*Entries shown*
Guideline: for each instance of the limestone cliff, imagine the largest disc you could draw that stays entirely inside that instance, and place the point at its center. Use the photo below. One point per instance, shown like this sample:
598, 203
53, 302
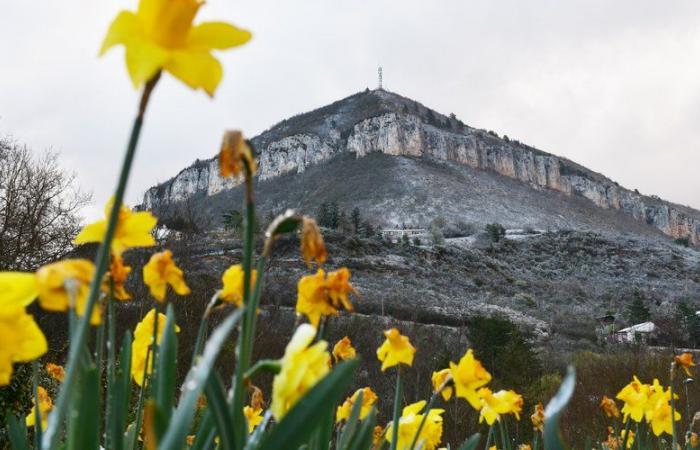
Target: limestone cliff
382, 122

*Aim*
Reproduce the entries above verbatim, leaving out the pictures.

*Problem solution*
Guideline: for each instance of the limestone cliff, imagine the largest disc you could draw that stays entirely inside that instance, and place the point at its center. Use the photo below. One point per instance, shown like this sample:
598, 203
53, 302
Target: limestone cliff
382, 122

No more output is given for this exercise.